RECORD EXCERPTS below:

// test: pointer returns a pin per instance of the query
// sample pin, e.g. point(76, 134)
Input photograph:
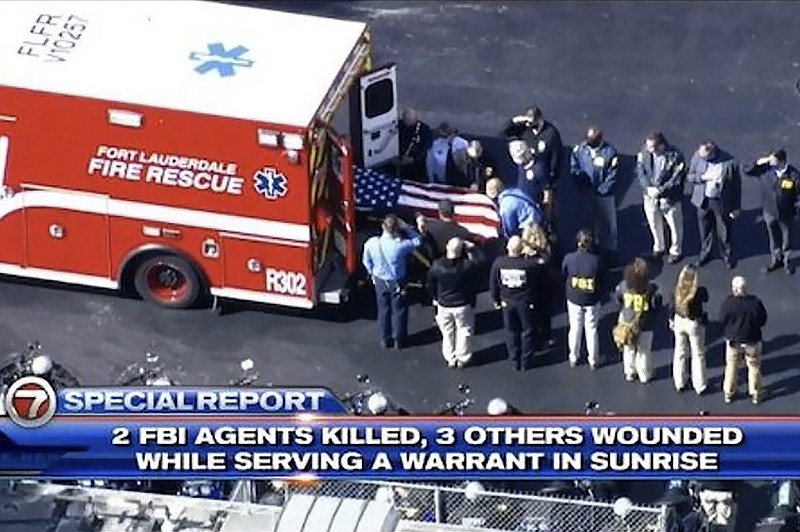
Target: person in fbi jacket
point(593, 165)
point(582, 270)
point(516, 285)
point(660, 170)
point(779, 184)
point(385, 258)
point(717, 193)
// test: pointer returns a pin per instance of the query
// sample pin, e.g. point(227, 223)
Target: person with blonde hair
point(640, 303)
point(687, 321)
point(537, 245)
point(743, 316)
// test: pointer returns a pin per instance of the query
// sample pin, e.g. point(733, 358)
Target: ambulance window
point(379, 98)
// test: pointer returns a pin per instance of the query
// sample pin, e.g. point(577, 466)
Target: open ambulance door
point(375, 118)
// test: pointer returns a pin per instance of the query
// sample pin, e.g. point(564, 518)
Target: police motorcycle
point(681, 510)
point(369, 400)
point(33, 361)
point(785, 514)
point(460, 407)
point(149, 373)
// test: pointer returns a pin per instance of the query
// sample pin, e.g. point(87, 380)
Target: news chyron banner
point(283, 433)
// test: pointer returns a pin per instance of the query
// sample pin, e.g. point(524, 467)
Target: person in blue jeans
point(385, 258)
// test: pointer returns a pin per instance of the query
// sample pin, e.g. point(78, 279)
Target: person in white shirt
point(717, 193)
point(447, 157)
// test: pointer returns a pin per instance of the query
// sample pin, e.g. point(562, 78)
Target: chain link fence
point(45, 507)
point(479, 509)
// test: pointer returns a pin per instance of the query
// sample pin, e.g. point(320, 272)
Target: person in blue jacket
point(593, 165)
point(515, 208)
point(533, 176)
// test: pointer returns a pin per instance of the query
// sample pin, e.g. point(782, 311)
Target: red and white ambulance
point(182, 148)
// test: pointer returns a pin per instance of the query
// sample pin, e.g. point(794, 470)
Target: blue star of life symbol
point(222, 60)
point(271, 184)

End of RECORD EXCERPTS.

• **TASK**
Only lines with the word "sample" are needed. Copy them from the preceding records.

• **SOLUTION FOR THIS PROBLEM**
// sample pin, e.g. point(76, 134)
// sample pin, e.g. point(227, 223)
// sample pin, e.g. point(733, 358)
// sample pin, e.g. point(577, 466)
// sample pin, e.g. point(564, 518)
// sample pin, e.g. point(87, 380)
// sample pin, e.g. point(524, 467)
// sample pin, e.g. point(78, 279)
// sample pin, e.g. point(562, 78)
// sample pin, e.g. point(320, 272)
// sample pin, e.g. point(782, 311)
// sample pin, e.g. point(794, 470)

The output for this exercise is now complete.